§ **PROVIDED PASSAGE**
[start]

1. NAME AND TITLE
OGRE: A General-Purpose Monte Carlo Gamma-Ray Transport Code System.
GRE-P1: Transmission Through Laminated Slabs--Sample Calculation
OGRE-G: Calculation of Dose Rates at Arbitrary Points in an Arbitrary Geometry
XSECT: Cross Section Handling Code and Library.
OGRE originated in 1965 and has been maintained since in RSIC. In its 16 year history, RSIC has distributed it 110 times.
Engineering Physics Division, Oak Ridge National Laboratory, Oak Ridge, Tennessee.
3. CODING LANGUAGE AND COMPUTER
FORTRAN IV; IBM 360/370 series.
4. NATURE OF PROBLEM SOLVED
The OGRE code system was designed to calculate, by Monte Carlo methods, any quantity related to gamma-ray transport. The system is represented by two examples: OGRE-P1 and OGRE-G. The OGRE-P1 code is a simple prototype which calculates dose rate on one side of a slab due to a plane source on the other side. The OGRE-G code, a prototype of a code utilizing a general-geometry routine, calculates dose rate at arbitrary points. A very general source description in OGRE-G may be employed by reading a tape prepared by the user.

[end]

§ **WHAT THE TASK REQUIRES**
Rewrite everything in the OGRE code description from "1. NAME AND" down to "it 110 times.", putting "Computation" wherever "Calculation" appears.

§ **COLLECTED DATA**
[start]

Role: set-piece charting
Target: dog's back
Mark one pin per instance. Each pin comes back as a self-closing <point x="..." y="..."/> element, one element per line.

[end]

§ **CORRECT OUTPUT**
1. NAME AND TITLE
OGRE: A General-Purpose Monte Carlo Gamma-Ray Transport Code System.
GRE-P1: Transmission Through Laminated Slabs--Sample Computation
OGRE-G: Computation of Dose Rates at Arbitrary Points in an Arbitrary Geometry
XSECT: Cross Section Handling Code and Library.
OGRE originated in 1965 and has been maintained since in RSIC. In its 16 year history, RSIC has distributed it 110 times.